Having Fun with Auto-List Partitioning

I just wanted to write a small demo script for Auto-List Partitioning in Oracle 12.2. Instead, I spent an entire evening finding a bug in the Oracle data dictionary. Fortunately, it’s not a dramatic one.

When I was messing around with Auto-List Partitioning last week to prepare a demo script for a training session, I was confused because my example looked different than the examples in the documentation and on all the Oracle blogs I’ve seen. Because I wanted to know what happened (and because I was in a hotel in a boring village), I spent some time to find an explanation for the strange behavior. But before I tell you what happened, a short introduction about Auto-List Partitioning.

Auto-List Partitioning

Auto-List Partitioning was introduced with Oracle 12c Release 2 and is an extension of LIST Partitioning. Similar to INTERVAL Partitioning, new partitions can now be created automatically when new rows are inserted into a LIST partitioned table. For example, I create a table to store locations in different countries. For each country, a new partition should be created. Because I don’t know yet what countries will be used, I can create table LOCATIONS_1 with only one partition (for my home country). The keyword AUTOMATIC after the partition clause tells Oracle to create a new partition of every new value that will be inserted.

 

CREATE TABLE locations_1 (city_name VARCHAR2(10) NOT NULL

                         ,country_code VARCHAR2(2) NOT NULL)

+ + + + + + +

## Set problem 1
According to the Auto-List Partitioning post, which Oracle release introduced Auto-List Partitioning?
## Set problem 2
Swap "Find a point" for "Mark a point" in the entries from the line with "Target = upper lip" to the line with "x=255 y=389", and return only those lines, with everything else left the same.

[Location identification entries]
+ + + + + + +

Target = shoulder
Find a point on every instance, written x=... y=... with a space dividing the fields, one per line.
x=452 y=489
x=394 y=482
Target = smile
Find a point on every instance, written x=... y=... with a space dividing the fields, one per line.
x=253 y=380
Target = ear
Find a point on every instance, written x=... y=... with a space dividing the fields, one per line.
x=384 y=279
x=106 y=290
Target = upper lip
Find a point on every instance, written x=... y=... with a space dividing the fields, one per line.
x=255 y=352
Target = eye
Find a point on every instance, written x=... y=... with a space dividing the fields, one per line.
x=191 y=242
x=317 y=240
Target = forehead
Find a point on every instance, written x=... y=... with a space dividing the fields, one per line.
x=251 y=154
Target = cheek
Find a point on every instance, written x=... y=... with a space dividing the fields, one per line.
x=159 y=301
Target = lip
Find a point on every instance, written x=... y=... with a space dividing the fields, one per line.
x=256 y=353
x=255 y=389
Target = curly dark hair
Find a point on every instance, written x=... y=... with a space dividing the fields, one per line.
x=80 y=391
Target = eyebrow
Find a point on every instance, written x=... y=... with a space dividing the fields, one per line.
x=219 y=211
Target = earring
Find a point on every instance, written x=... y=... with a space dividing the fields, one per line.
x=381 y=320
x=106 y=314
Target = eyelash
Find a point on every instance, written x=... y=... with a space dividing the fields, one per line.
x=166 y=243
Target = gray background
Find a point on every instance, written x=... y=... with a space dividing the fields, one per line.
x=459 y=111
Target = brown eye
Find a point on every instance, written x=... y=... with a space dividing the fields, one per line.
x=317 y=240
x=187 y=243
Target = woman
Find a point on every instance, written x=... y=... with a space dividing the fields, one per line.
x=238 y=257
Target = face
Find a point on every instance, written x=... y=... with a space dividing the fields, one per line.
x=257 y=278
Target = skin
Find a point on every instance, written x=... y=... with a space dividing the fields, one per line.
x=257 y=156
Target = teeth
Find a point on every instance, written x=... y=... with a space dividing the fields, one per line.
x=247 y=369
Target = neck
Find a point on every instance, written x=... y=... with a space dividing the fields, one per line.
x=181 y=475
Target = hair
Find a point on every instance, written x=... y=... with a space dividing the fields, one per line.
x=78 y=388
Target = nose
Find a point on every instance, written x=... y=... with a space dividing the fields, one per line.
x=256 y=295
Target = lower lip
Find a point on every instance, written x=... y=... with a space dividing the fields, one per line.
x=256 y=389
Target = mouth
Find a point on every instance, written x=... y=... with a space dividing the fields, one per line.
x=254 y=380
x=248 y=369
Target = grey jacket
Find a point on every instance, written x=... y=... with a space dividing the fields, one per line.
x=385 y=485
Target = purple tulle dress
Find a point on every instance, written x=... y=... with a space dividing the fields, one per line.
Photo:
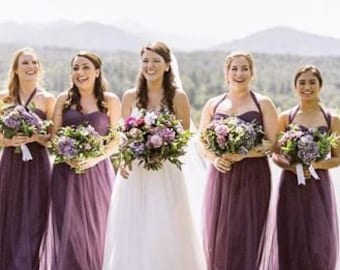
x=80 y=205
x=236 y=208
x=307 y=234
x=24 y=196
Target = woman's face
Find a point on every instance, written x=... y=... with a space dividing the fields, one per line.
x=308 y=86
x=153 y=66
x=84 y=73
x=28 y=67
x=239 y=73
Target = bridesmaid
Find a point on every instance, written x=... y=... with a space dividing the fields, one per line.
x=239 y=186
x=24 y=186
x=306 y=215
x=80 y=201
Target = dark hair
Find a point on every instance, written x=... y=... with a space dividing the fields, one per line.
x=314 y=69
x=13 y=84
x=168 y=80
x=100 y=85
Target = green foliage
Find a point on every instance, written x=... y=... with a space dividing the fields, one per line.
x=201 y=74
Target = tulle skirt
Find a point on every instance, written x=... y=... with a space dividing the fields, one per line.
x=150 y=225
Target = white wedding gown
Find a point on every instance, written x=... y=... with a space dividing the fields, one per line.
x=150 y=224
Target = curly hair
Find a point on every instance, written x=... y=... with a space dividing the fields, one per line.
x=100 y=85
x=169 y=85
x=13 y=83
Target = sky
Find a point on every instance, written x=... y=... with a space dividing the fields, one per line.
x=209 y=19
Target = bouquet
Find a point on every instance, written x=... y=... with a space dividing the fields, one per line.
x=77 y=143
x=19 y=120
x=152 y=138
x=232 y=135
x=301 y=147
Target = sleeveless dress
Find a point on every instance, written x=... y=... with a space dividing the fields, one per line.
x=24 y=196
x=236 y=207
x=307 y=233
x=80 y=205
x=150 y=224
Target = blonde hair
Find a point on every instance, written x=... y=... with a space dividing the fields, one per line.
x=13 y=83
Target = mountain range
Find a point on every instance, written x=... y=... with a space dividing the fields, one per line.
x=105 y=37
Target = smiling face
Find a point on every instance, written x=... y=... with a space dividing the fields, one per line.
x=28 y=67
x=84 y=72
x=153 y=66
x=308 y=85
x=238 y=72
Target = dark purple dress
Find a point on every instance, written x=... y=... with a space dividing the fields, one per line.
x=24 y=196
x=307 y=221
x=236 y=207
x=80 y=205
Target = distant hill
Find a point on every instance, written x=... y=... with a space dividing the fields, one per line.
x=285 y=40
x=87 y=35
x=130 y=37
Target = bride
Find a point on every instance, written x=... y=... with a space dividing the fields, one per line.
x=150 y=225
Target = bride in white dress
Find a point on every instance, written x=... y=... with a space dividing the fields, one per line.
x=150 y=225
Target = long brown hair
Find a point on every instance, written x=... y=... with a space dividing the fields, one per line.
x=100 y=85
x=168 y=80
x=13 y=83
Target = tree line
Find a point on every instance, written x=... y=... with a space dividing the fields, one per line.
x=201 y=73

+ + + + + + +

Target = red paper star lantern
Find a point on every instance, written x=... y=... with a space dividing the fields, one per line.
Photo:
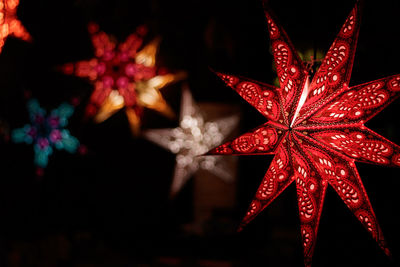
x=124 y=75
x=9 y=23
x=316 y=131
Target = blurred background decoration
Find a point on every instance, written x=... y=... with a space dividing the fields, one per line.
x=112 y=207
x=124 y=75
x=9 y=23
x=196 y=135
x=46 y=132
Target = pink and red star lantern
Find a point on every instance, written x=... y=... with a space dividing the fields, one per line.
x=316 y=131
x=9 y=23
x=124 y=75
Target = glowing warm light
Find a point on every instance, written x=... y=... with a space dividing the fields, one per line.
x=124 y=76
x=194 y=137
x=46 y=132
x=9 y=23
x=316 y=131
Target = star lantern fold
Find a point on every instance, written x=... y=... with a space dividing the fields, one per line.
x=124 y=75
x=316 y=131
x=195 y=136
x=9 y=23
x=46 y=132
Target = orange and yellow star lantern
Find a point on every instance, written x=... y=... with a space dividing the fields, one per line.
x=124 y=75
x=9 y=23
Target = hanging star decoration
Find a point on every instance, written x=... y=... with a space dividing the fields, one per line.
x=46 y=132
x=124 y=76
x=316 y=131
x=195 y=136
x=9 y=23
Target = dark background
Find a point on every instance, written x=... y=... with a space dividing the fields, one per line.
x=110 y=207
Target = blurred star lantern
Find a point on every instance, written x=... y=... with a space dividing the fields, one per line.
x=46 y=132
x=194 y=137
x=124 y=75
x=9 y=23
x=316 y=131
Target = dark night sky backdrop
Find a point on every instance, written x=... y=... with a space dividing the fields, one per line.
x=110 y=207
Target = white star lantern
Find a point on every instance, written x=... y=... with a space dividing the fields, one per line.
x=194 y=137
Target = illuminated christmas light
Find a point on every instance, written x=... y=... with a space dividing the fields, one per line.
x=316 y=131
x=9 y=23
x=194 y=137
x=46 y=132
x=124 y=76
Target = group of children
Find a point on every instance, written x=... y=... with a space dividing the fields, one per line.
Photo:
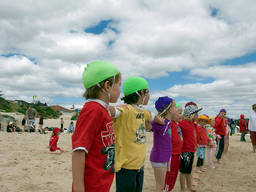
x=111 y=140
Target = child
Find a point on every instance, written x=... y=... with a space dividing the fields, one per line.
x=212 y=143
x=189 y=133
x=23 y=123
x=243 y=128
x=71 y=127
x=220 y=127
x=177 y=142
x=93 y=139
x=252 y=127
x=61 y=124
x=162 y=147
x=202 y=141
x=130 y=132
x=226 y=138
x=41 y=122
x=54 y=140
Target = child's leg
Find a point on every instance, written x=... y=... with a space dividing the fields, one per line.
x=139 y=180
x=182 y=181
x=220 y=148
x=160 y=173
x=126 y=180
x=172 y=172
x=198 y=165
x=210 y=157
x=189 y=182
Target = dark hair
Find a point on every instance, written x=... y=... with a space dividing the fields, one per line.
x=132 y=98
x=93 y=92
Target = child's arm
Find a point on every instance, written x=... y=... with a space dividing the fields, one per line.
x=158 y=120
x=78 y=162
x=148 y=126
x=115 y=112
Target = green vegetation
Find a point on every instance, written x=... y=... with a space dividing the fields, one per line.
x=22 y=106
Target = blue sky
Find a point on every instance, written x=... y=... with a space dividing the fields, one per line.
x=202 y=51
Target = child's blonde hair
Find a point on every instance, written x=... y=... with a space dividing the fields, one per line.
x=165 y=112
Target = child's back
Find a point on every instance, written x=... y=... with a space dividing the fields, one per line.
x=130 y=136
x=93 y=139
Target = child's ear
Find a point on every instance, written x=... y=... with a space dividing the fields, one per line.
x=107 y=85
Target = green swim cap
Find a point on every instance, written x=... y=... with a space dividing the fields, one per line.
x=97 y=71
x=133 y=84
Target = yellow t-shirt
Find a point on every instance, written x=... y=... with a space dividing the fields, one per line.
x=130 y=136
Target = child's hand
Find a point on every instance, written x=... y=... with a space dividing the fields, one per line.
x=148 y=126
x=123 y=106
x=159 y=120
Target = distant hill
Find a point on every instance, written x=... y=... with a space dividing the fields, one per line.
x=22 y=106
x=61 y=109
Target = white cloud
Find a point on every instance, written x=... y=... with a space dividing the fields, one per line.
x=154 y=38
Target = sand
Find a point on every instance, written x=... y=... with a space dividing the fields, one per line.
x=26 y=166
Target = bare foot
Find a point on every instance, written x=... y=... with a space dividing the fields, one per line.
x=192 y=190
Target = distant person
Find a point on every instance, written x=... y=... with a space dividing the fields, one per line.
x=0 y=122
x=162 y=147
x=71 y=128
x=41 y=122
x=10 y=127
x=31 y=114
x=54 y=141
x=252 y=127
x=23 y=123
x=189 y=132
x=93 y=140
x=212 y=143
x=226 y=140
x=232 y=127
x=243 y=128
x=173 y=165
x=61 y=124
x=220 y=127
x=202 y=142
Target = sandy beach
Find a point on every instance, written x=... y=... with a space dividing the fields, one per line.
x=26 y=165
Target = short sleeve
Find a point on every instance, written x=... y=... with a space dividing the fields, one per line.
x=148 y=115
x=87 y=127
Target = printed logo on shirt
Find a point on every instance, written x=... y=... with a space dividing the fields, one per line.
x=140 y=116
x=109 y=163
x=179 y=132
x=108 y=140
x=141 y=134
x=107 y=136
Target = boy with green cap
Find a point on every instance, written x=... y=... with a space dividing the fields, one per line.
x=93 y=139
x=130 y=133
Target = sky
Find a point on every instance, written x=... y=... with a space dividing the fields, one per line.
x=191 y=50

+ + + + + + +

## Correct result 1
Oracle 12c Release 2.

## Correct result 2
Target = upper lip
Mark a point on every instance, written x=... y=... with a space dividing the fields, one per line.
x=255 y=352
Target = eye
Mark a point on every instance, written x=... y=... with a space dividing the fields, one per line.
x=191 y=242
x=317 y=240
Target = forehead
Mark a point on every instance, written x=... y=... with a space dividing the fields, one per line.
x=251 y=154
Target = cheek
Mark a point on every instance, written x=... y=... with a space dividing the fields, one per line.
x=159 y=301
Target = lip
Mark a point on every instance, written x=... y=... with a space dividing the fields, one per line.
x=256 y=353
x=255 y=389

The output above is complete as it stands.